***** Data supplied *****
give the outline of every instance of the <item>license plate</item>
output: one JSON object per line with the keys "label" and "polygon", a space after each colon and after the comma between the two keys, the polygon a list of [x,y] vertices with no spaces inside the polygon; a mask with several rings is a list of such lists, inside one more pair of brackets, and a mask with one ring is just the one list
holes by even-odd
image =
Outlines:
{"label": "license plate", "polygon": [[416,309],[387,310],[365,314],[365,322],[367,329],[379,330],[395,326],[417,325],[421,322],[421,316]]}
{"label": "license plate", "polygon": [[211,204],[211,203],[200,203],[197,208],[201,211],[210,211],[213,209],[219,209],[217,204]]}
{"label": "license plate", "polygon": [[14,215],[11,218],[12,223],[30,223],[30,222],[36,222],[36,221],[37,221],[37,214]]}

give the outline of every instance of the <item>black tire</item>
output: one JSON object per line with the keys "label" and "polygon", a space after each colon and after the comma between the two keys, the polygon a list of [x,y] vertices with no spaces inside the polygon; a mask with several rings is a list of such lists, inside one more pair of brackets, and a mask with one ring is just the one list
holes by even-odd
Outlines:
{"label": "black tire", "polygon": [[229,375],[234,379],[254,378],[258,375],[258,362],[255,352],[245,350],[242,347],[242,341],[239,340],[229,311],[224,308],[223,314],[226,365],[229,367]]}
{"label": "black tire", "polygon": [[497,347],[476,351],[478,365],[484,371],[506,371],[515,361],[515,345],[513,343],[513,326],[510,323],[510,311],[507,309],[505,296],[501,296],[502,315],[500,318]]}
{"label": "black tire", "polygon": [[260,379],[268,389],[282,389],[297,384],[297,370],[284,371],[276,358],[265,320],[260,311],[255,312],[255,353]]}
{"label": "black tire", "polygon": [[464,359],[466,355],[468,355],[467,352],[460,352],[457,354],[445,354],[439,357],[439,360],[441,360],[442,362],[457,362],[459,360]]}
*****
**Task brief**: Where a line above contains the word "every", show that line.

**Finished exercise**:
give the outline of every instance of the <item>license plate</item>
give the outline of every instance of the <item>black tire</item>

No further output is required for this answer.